_TEXT SHOWN_
───

Looking back into the past, it does appear that the onset of a new ENSO phase does seem to have a habit of breaking the current spell. The 2020-2023 La Nina broke the wetter spell of 2019-late 2020 (albeit that period did have dry spells), the 2018/19 El Nino broke the spell of dry conditions from mid-2016 to late 2018, the 2016/17 cold neutral broke the late 2013-early 2016 wet spell, the 2010/11 La Nina broke the wet spell of mid-2007 to late 2009, the 06/07 Nina broke the drier spell that'd been ongoing since 2003 (although 2004 was a bit of a break in the wetter conditions), and the 1998 Nina broke the very dry spell of the 90s.

As a minor La Nina does seem to be coming, this could mean we see an end to this wet spell and the start of a drier late 2020s. How long this wet spell has lasted depends on if you count 2021-September 2022 a dry spell or merely an interruption in a longer 2019-present wet spell. If you use that definition then we're right at the expected lifespan of long wet spells like the late 90s-early 00s (1999 and 2001 both had breaks in the wetter conditions IIRC) and we should be expecting a change now. If you consider 2021-September 2022 it's own dry spell and for the current wet spell to have started in late 2022, then we could still have another 2-3 wetter years ahead before around 2027 or 2028 sees the start of a drier spell.

───

(Stored dataset items)
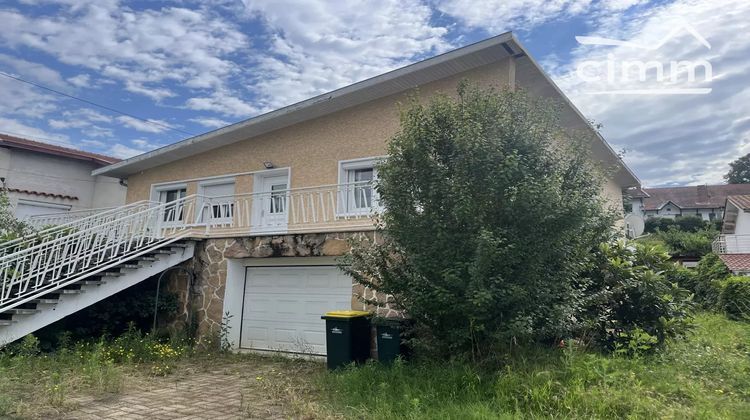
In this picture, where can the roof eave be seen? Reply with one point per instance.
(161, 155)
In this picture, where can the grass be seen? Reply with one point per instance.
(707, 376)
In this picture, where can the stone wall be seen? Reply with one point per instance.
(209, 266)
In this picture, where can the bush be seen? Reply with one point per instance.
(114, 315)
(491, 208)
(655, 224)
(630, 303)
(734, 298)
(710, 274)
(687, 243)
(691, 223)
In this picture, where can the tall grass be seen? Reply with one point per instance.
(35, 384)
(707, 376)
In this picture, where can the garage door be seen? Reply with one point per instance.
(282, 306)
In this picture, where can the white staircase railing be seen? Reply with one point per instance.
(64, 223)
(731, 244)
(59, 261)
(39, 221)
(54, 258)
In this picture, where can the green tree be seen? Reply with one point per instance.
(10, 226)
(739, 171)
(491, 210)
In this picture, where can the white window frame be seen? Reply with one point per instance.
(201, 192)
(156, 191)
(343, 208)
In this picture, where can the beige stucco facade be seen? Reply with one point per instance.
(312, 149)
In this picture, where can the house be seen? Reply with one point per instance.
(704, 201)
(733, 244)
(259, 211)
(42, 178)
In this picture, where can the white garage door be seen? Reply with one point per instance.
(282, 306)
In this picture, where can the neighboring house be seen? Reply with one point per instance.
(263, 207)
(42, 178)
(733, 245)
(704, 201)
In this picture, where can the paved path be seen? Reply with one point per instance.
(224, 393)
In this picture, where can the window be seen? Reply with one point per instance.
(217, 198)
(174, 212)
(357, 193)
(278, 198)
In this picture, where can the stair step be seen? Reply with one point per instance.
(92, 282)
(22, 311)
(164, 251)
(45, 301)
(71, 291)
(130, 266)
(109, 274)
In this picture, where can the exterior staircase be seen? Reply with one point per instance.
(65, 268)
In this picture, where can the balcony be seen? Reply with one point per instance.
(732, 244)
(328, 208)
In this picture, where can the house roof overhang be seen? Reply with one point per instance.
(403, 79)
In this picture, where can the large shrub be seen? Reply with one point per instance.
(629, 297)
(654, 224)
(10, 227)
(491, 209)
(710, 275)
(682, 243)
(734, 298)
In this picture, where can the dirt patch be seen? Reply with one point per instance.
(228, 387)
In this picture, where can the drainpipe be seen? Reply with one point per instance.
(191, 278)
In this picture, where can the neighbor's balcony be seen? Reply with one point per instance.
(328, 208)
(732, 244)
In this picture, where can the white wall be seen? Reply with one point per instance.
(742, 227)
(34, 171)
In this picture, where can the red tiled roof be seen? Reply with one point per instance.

───

_TASKS TO CARRY OUT_
[A] Using the post on ENSO phases and wet and dry spells, answer these:
(i) What broke the very dry spell of the 90s?
(ii) Which event broke the dry conditions that ran from mid-2016 to late 2018?
(iii) If the current wet spell started in late 2022, around which years could a drier spell begin?
[B] From the post on ENSO phases and wet and dry spells, return the stretch from "As a minor La" through "a drier spell.", copied word for word.
[C] Write the next part of the post on ENSO phases and wet and dry spells, picking up right after its last sentence.

_ANSWERS TO THE PROBLEMS_
[A]
(i) The 1998 Nina
(ii) The 2018/19 El Nino
(iii) Around 2027 or 2028

[B]
As a minor La Nina does seem to be coming, this could mean we see an end to this wet spell and the start of a drier late 2020s. How long this wet spell has lasted depends on if you count 2021-September 2022 a dry spell or merely an interruption in a longer 2019-present wet spell. If you use that definition then we're right at the expected lifespan of long wet spells like the late 90s-early 00s (1999 and 2001 both had breaks in the wetter conditions IIRC) and we should be expecting a change now. If you consider 2021-September 2022 it's own dry spell and for the current wet spell to have started in late 2022, then we could still have another 2-3 wetter years ahead before around 2027 or 2028 sees the start of a drier spell.

[C]
Going back to other record hot summers, after 1976 it took until 1983 to have another dry year and until the very late 80s for another long dry spell. After 1911 it took a good few years to start recording drier and more settled years again. 1912 was infamously wet and 1913 was unsettled too. I don't know how 1914 or 1915 went but I do know it took until the late 1910s to start seeing warm summers again. After 1990 it stayed very dry but was a lot cooler. After 1995 there were two more dry years until 1998 did it's thing. After 2003, 2004 was wetter again but 2005 and 2006 returned to the dryness and notable warmth, and then after 2006 it turned much wetter and cooler, and it took until 2009 to see a settled spell in summer again and 2010 to see a dry year overall (and 2011 to see a notably dry year again).

Going by those examples and assuming 2022 is an analogue, there is a chance 2025 could break the spell and see much more settled conditions for a considerable amount of the year, but I also wouldn't be that surprised by 2025 being a wet year again, although maybe not as wet as the last two with a drier spell over spring perhaps as we've had two consecutive wet springs now. I wouldn't particularly expect a dry year overall until 2027 or so, although next year or 2026 could easily be average or dry, I just don't particularly expect them to be.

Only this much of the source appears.